* BEGIN Records for processing *

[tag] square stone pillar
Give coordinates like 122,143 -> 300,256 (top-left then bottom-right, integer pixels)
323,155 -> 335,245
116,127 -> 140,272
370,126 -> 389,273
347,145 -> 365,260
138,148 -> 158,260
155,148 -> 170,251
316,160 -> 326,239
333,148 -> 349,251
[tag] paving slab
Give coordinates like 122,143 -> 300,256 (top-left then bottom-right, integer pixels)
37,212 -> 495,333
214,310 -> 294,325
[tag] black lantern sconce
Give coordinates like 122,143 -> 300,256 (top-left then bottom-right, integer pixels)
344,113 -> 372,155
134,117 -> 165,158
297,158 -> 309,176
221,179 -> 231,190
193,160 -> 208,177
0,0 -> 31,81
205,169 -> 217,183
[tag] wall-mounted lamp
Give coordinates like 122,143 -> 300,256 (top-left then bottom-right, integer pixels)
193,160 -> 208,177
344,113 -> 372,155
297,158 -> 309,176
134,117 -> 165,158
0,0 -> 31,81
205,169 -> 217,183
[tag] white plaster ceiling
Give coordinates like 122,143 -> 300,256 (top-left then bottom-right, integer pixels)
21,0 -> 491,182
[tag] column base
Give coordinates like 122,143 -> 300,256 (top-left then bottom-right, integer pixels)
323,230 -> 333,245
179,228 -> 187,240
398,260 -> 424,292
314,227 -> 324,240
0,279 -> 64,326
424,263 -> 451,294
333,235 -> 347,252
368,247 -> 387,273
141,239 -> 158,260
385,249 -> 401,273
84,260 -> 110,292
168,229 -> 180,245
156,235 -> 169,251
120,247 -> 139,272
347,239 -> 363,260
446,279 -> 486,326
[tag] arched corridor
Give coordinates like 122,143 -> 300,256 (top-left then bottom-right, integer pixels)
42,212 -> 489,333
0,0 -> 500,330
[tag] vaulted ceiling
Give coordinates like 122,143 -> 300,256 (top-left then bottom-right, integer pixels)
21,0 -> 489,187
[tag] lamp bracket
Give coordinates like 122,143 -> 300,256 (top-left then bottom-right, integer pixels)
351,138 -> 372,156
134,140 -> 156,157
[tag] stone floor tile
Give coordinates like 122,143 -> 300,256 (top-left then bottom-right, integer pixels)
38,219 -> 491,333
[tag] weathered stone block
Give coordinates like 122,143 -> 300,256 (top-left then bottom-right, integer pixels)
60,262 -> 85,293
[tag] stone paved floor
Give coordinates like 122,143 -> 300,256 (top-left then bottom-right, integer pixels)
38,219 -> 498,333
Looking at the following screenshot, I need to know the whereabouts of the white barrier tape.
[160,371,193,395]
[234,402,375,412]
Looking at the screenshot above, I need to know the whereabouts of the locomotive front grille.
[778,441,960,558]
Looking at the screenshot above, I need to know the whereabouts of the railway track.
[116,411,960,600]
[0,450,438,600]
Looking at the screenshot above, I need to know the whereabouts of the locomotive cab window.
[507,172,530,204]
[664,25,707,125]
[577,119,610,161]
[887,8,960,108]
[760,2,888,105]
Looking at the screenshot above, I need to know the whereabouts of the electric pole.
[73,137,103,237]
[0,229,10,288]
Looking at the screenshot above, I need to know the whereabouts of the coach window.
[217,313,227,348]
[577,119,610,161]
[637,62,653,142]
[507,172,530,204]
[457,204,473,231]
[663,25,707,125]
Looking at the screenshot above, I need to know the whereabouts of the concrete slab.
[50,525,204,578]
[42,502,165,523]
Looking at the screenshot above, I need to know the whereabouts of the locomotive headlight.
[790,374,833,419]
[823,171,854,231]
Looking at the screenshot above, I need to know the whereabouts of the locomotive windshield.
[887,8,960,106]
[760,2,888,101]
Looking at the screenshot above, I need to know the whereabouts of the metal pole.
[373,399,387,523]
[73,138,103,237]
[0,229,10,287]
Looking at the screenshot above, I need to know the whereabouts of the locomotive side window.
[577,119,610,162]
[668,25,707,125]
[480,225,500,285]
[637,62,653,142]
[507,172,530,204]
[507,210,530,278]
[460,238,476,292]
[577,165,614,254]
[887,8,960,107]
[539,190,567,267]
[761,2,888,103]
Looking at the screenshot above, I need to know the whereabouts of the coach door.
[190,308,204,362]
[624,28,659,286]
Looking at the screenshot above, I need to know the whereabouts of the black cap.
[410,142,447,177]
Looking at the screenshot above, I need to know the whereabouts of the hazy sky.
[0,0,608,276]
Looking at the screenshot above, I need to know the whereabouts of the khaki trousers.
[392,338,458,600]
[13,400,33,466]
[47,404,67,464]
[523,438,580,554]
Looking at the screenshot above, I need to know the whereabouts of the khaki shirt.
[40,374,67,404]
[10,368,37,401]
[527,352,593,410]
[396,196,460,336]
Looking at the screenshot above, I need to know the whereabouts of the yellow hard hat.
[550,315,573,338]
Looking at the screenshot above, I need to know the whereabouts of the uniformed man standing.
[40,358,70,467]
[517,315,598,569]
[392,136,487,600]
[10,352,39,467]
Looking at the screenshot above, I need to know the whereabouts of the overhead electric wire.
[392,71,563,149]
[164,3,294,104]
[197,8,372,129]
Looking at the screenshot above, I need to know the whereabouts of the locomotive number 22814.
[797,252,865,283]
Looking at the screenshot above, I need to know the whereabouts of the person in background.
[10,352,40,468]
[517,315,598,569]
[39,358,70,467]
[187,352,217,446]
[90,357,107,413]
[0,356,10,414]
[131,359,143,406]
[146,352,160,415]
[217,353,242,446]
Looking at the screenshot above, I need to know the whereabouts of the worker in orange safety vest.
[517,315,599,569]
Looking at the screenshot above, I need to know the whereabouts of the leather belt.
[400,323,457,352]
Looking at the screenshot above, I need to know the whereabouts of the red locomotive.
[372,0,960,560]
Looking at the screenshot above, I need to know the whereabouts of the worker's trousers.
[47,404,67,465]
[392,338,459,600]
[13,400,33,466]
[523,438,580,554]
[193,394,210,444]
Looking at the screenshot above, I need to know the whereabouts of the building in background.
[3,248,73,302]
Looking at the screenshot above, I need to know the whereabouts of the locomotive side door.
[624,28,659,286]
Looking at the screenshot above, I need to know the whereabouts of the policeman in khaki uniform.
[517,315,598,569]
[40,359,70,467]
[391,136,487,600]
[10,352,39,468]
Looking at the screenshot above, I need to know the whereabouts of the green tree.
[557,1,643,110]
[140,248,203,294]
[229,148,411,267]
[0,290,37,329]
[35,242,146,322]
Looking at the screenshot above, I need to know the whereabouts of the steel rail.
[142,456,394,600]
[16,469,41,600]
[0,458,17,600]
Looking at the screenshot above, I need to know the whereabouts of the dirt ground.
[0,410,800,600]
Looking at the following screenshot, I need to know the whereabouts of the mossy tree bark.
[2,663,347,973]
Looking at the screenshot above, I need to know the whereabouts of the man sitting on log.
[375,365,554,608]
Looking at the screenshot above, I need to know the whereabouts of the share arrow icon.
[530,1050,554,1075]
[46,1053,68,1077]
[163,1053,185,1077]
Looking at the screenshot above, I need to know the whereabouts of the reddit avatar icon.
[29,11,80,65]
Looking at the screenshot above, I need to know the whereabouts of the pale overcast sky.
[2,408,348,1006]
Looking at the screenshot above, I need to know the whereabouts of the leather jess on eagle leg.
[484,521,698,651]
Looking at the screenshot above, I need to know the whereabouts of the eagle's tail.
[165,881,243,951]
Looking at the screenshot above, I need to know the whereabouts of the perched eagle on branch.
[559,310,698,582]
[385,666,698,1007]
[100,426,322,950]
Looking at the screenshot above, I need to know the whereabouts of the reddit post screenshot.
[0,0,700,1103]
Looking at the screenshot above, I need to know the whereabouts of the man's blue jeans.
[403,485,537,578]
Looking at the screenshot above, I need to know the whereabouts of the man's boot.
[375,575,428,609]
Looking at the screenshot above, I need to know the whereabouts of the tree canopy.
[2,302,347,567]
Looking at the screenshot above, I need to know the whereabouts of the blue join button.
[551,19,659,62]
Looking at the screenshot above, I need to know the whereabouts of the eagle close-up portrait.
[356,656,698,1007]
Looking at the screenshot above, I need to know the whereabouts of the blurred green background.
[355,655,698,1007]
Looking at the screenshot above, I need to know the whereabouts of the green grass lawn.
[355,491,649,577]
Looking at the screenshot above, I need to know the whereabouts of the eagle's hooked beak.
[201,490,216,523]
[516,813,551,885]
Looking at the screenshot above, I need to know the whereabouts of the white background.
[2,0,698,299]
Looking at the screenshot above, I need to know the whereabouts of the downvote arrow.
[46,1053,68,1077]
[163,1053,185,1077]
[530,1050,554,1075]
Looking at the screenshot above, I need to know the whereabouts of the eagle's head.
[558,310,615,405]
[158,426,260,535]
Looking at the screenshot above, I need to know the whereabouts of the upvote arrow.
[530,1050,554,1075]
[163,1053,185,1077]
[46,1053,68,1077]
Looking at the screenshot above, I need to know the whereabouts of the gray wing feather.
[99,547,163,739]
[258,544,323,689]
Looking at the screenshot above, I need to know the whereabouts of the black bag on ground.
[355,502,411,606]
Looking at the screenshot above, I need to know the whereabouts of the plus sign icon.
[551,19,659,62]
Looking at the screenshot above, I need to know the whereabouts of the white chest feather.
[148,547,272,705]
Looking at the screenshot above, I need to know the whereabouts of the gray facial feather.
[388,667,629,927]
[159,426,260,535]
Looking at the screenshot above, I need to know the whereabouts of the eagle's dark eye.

* END Records for processing *

# [What to work on]
Rewrite the stretch from the line containing "locomotive number 22814." through the line containing "[193,394,210,444]", putting "engine" wherever "locomotive" appears and leaving everything else as it is. Return only those lines.

# [Worked solution]
Looking at the screenshot above, I need to know the whereabouts of the engine number 22814.
[797,252,865,283]
Looking at the screenshot above, I need to know the whereabouts of the person in background.
[10,352,40,468]
[517,315,598,569]
[39,358,70,467]
[187,352,217,446]
[90,357,107,413]
[0,356,10,414]
[131,359,143,406]
[146,352,160,415]
[217,353,242,446]
Looking at the screenshot above, I need to know the whereabouts of the worker in orange safety vest.
[517,315,599,569]
Looking at the screenshot above, I need to know the whereabouts of the leather belt.
[400,323,457,352]
Looking at the screenshot above, I need to know the whereabouts of the red engine.
[372,0,960,560]
Looking at the screenshot above, I need to know the whereabouts of the worker's trousers.
[47,404,67,465]
[392,338,459,600]
[13,400,33,466]
[523,438,580,554]
[193,394,210,444]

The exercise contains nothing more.